*PROBLEM STATEMENT*
Print every line of the records below word for word, but leave out the pictures.

*SUPPLIED MATERIAL*
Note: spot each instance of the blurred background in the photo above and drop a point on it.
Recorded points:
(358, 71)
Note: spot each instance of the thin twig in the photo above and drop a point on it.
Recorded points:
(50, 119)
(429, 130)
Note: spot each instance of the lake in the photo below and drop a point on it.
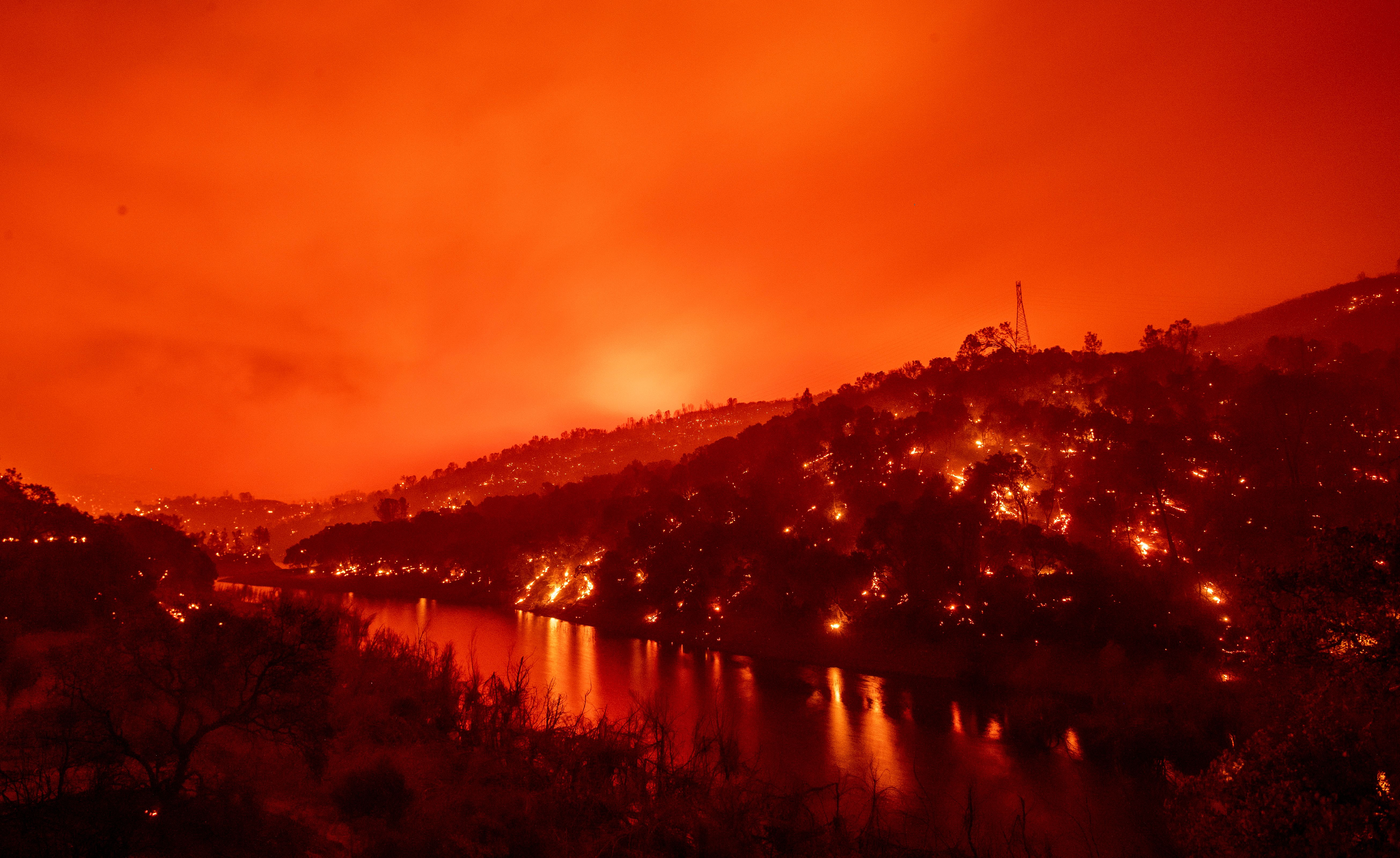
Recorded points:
(927, 740)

*SOLUTION TO THIS EXERCISE*
Note: spot each instance of the blurred background in the photo above and drop a point on it.
Recorded points:
(358, 71)
Note: spot each instance of the thin twig in the photo above and drop a point on it.
Recorded points:
(50, 119)
(429, 130)
Note: spot each instance of the lake in the photo below and drop a point on it.
Recorded points:
(927, 740)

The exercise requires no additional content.